EXERCISE
Although the data below contains pictures, please reproduce only its words, exactly.

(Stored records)
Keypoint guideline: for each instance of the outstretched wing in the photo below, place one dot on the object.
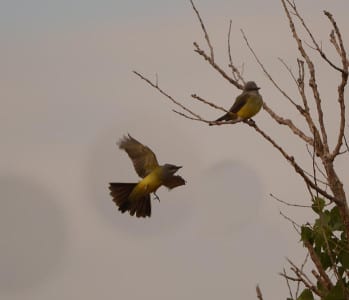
(174, 181)
(143, 159)
(239, 103)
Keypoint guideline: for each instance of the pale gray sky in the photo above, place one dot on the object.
(68, 94)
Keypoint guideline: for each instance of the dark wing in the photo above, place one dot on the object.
(143, 159)
(174, 181)
(239, 103)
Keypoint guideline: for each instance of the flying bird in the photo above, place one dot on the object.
(135, 197)
(246, 105)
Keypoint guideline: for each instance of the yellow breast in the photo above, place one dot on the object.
(252, 107)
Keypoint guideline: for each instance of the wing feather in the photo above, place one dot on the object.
(143, 158)
(174, 181)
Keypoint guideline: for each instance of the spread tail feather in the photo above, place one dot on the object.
(121, 192)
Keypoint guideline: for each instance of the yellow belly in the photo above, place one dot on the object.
(251, 108)
(147, 185)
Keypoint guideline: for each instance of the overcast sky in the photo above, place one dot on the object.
(68, 94)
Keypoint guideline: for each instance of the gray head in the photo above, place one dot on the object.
(251, 86)
(169, 169)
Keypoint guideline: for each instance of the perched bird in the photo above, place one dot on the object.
(246, 105)
(135, 197)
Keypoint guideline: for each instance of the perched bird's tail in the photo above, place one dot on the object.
(227, 117)
(121, 192)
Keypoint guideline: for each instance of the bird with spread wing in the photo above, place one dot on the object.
(135, 197)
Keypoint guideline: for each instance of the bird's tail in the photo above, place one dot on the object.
(121, 196)
(226, 117)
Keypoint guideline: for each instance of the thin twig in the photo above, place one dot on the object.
(204, 30)
(259, 293)
(289, 204)
(235, 71)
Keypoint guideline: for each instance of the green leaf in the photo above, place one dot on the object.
(306, 295)
(318, 205)
(335, 220)
(307, 234)
(325, 260)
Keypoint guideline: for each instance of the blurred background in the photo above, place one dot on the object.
(68, 94)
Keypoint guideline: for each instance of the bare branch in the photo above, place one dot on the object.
(235, 71)
(166, 95)
(299, 108)
(288, 123)
(326, 280)
(209, 103)
(342, 85)
(292, 161)
(259, 293)
(316, 47)
(312, 80)
(216, 67)
(288, 203)
(204, 30)
(304, 278)
(287, 282)
(294, 224)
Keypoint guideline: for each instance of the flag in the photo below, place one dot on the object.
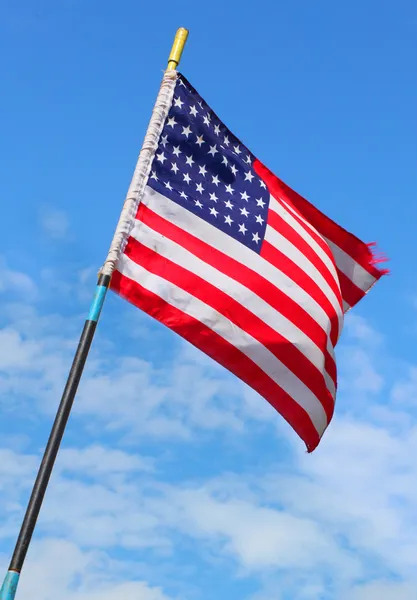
(225, 254)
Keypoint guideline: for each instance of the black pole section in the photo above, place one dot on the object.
(58, 428)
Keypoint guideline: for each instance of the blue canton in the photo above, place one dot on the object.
(202, 166)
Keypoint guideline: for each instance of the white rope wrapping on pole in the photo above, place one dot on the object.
(140, 176)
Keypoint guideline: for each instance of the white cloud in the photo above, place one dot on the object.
(55, 223)
(60, 569)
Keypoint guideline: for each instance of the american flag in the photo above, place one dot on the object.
(237, 263)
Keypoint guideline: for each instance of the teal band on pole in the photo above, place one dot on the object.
(97, 303)
(8, 589)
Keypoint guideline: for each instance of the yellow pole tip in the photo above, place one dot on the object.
(177, 48)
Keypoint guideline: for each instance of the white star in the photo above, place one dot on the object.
(186, 131)
(213, 150)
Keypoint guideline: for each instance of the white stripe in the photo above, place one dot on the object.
(354, 271)
(185, 219)
(204, 313)
(285, 214)
(279, 323)
(280, 242)
(344, 262)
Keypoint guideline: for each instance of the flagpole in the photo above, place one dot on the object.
(8, 589)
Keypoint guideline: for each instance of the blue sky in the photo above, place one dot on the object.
(174, 480)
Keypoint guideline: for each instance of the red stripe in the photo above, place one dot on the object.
(221, 351)
(282, 227)
(357, 250)
(248, 278)
(286, 352)
(286, 265)
(311, 232)
(350, 292)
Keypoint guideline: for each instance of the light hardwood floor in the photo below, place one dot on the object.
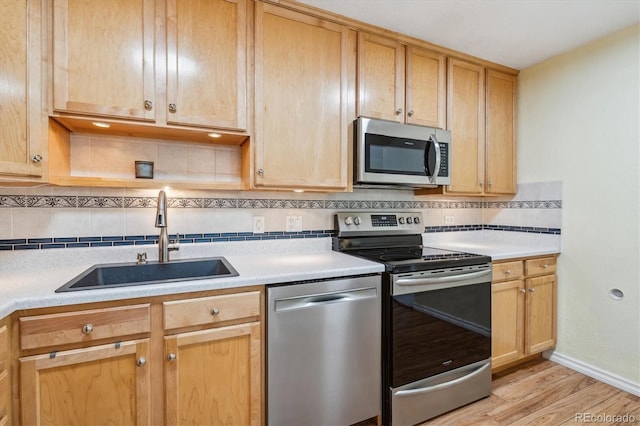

RESULT FOR THIS TASK
Keypoint guideline: for each instance of the outstretched wing in the photo below, place one dot on the object.
(174, 181)
(143, 159)
(239, 103)
Keypoint guideline: for each instance of the pale gray sky in the photo above, place one dot on the object.
(68, 94)
Keypoint guideline: for each instance of the dark wing in the photo above, place one dot on the object.
(143, 159)
(174, 181)
(239, 103)
Keypoint guideline: for each instance of the flying bird in the photo above, place one dot on the object.
(135, 197)
(246, 105)
Keypoint guideline: for each instance of the yellow breast in the photo above, place one dot on the object.
(252, 107)
Keypoint guideline: for each instance of the wing feather in the photo above, place one dot on the object.
(143, 158)
(174, 181)
Keypoint guideline: for each instance of the spread tail feather in the photo above, place one dot on the object.
(121, 192)
Keypoint guideline: for each instance of the yellow belly in the photo above, place one dot on the object.
(251, 108)
(147, 185)
Keypoint guideline: for each instance of the overcast sky in the photo above, place one dot on the object.
(68, 94)
Keypoint guideline: for each instance of the gray head in the photo above, place one dot on the object.
(251, 86)
(169, 169)
Keypoint guideline: for each instance of the perched bird in the photo above, place one dot on the object.
(246, 105)
(135, 197)
Keypoint guideline: for each instance of the perched bird's tail in the photo above, place one dot on the object.
(227, 117)
(121, 192)
Keypoint guideline: for each instance of the bird with spread wing in the photo above, place one dot on the object.
(135, 197)
Keypoint guideline: for each instance of the bird's tail in the photo above, place one dot on the object.
(121, 196)
(226, 117)
Keypoint guideline: for each instance of the thin twig in the photo above, place one dot on the object.
(204, 30)
(259, 293)
(289, 204)
(235, 71)
Keypoint guideline: for each instance of the green leaf in the photo above, place one dot on the object.
(306, 295)
(318, 205)
(335, 220)
(307, 234)
(325, 260)
Keypoint guideline: for each instance of the blurred background in the photo above, place one dot on the object.
(68, 94)
Keypoint guideline: for each instance of the bare branch in the photo above, place one dot on the object.
(235, 71)
(166, 95)
(299, 108)
(288, 123)
(326, 280)
(209, 103)
(342, 85)
(292, 161)
(259, 293)
(316, 47)
(312, 80)
(216, 67)
(288, 203)
(204, 30)
(304, 278)
(287, 282)
(294, 224)
Keypoint guideline: for each instance of the flag in the photo below, place one dot on the object.
(225, 254)
Keypoint guideline: for each instance of the black pole section in the photo above, place one dot on the object.
(58, 428)
Keypoint guideline: for each instance of the blue canton in the photo above, place one dot on the object.
(202, 166)
Keypoint guideline: for each instance of the white rope wrapping on pole in the photo above, place one dot on the object.
(140, 176)
Keypoint guideline: for each instance of the white cloud in the photo above, place one dot on the object.
(55, 223)
(60, 569)
Keypoint guideline: for each instance of the american flag in the photo above, place one dot on the object.
(237, 263)
Keypoint guideline: for each instance of the teal band on pole in the photo above, place one dot on the object.
(97, 303)
(8, 589)
Keypoint guideline: for each instance of the yellow pole tip in the photo above, place one dot on the object.
(177, 48)
Keypoint guideline: for each instance of the white star in the photo above, place one dot on the object.
(186, 131)
(213, 150)
Keypoint guideline: for each instance of the white stripe in the photo above, place one dot on the object.
(354, 271)
(185, 219)
(204, 313)
(285, 214)
(279, 323)
(280, 242)
(344, 262)
Keypoint guideline: for each instance of the flagpole in the photo above, place one dot on the object.
(8, 589)
Keypoint guideline: for each instance of the blue sky in the photo above, place one dot on the object.
(174, 480)
Keypoint guideline: for each instance of the red stripe in the photo above, place one dot on the object.
(221, 351)
(282, 227)
(357, 250)
(248, 278)
(286, 352)
(286, 265)
(311, 232)
(350, 292)
Keypoint guideline: for each instance of the light hardwood floor in the photo below, place one dot on the object.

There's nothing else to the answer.